## [What you should do]
In the article on why Golioth uses CoAP, copy the passage starting at "Network relates to" and ending at "impacts on others.", substituting "limitations" for each occurrence of "constraints".

---- Page excerpt

Why Golioth Uses CoAP

TL;DR: Golioth uses CoAP because we care about performance, acknowledge that IoT architectures are heterogeneous, and believe that the definition of performance depends on the specifics of the given architecture.

If you’ve ever used the Golioth platform, or have even just toured through our documentation, you’ve likely encountered some mention of the Constrained Application Protocol (CoAP). While perhaps less familiar than other application layer protocols, such as HTTP, CoAP has established a foothold in the internet of things (IoT) space due to design decisions that allow its usage in highly constrained environments.

CoAP takes a unique approach that makes it well-suited for a world in which data flows from tiny devices, to data centers, and back again. It’s certainly not the only option for a protocol designed for performance. Today we’re going to do an overview of the problem space, a high-level description of CoAP, and a preview of where we are going. In the future, we’ll explore why we have standardized on CoAP at Golioth by demonstrating its impact in real environments.

Abstract diagram of devices navigating obstacles on their way to Golioth.

IoT devices frequently operate under a variety of constraints that drastically increase the complexity of reliably and securely getting data to a final destination.

What Do You Mean by “Constrained”?

Describing a device, network, or environment as “constrained” tells you very little about its actual attributes. Constrained only means that there are some limitations. But limitations may be imposed on any number of vectors. Some of the most common we encounter with users of Golioth’s platform include:

  • Power
  • Compute
  • Memory
  • Network

Devices fall into two broad categories with respect to power: those with continuous access and those without. The latter group consists of a wide range of devices:

  • Some have access to power on an intermittent, but relatively frequent basis.
  • Some need to operate for years on a single battery.

Conserving power is crucial for devices across the spectrum, and at the extreme end, it may be the foremost priority.

Compute typically refers to the raw performance of one or more CPUs on a device, as measured by their clock speed. These speeds may be orders of magnitude slower than the CPUs in devices we use on a daily basis, such as the smartphone in your pocket. Compute power limitations restrict the types of computation a device can perform. As a result, device operations need to be highly optimized.

Memory impacts both the amount of data that can be processed on a single device, as well as the size of the firmware image that runs on the device. The former may be constrained by the amount of volatile memory (e.g. SRAM, DRAM), on the device, while the latter is primarily constrained by the non-volatile memory (e.g. flash).

🔥🔥🔥 A brief rant on ROM: Read-Only Memory (ROM) has become synonymous with non-volatile memory, which, unfortunately has very little to do with whether the memory is write-able or not. Even when we are being more specific, using terms like Electronically Erasable Programmable Read-Only Memory (EEPROM), the very name is a contradiction. How is it read-only if we can also write to it? What we really mean to say is that we can read and write to it but it doesn’t go away when we lose power, and it is typically quite slow. In this series, we’ll do our best to use terminology that is specific about the exact type of memory we are interacting with. 🔥🔥🔥

Network relates to both the physical capabilities of the device, and the environment in which it is deployed. A device may lack the necessary hardware to communicate on a given type of network due to size or cost constraints. Regardless of the innate capabilities of a device, it might have trouble accessing networks, or the network may be noisy or unreliable.

Compute, Power, Network, and Memory with double-sided arrows pointing between them.

Compute, Power, Memory, and Network capabilities are all related. Accommodating for constraints in one area may have negative impacts on others.

--------
---- Data block

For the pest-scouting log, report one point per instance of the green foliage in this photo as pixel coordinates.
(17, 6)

--------

## [Output of the exercise]
Network relates to both the physical capabilities of the device, and the environment in which it is deployed. A device may lack the necessary hardware to communicate on a given type of network due to size or cost limitations. Regardless of the innate capabilities of a device, it might have trouble accessing networks, or the network may be noisy or unreliable.

Compute, Power, Network, and Memory with double-sided arrows pointing between them.

Compute, Power, Memory, and Network capabilities are all related. Accommodating for limitations in one area may have negative impacts on others.